Output the records. Match them exactly.

═══ Material to process ═══

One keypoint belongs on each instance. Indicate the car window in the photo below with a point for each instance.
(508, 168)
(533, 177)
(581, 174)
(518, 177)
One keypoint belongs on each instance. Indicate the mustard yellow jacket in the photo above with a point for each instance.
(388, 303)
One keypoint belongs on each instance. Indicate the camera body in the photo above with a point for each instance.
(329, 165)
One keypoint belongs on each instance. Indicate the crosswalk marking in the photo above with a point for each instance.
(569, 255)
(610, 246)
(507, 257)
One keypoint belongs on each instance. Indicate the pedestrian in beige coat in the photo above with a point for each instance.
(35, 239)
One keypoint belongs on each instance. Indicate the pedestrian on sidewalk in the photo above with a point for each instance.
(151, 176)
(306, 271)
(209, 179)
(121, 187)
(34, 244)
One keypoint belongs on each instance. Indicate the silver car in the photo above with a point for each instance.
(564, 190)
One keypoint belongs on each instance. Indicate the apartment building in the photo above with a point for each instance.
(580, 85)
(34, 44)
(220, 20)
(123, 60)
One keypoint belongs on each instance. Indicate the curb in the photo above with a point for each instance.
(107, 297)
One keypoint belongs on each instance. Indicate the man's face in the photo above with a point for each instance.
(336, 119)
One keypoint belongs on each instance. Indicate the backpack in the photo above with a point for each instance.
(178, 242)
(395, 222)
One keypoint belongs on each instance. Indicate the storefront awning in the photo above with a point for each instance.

═══

• Answer for this exercise:
One keypoint belongs on each instance. Indicate the car window in the photo below with a point for each instance.
(508, 168)
(533, 177)
(581, 174)
(518, 177)
One keypoint belongs on each instance. Indicate the mustard yellow jacket in the photo above with a point for each instance.
(388, 303)
One keypoint belongs on each instance. Indicate the camera body in the photo above with a point for each instance.
(329, 165)
One keypoint belongs on each instance. Indicate the crosswalk marking in the photo above with a point for each instance.
(569, 255)
(610, 246)
(507, 257)
One keypoint belongs on each instance. Indicate the pedestrian in beige coat in the photo above with a point for each instance.
(35, 239)
One keypoint belongs on each instance. Indicate the pedestrian on sidewalk in the photo above with a point for each instance.
(151, 176)
(306, 271)
(209, 179)
(121, 187)
(34, 244)
One keypoint belongs on each instance. Indicate the silver car in the photo above with a point for each instance.
(564, 190)
One keypoint belongs on each instance. Indicate the apartment building in the photo above with a point for each instance.
(580, 85)
(34, 44)
(220, 20)
(123, 60)
One keypoint belongs on each instance. Indicate the curb in the photo above with a point for each instance.
(107, 297)
One keypoint belongs on each instance. Indicate the man's face in the photo above with a point for each instance.
(336, 119)
One keypoint belongs on each instance. Indicate the backpack in the photo above with a point for each instance.
(178, 242)
(395, 222)
One keypoint belongs on each instance. Indicate the storefront awning in the photo above with a point for each instance.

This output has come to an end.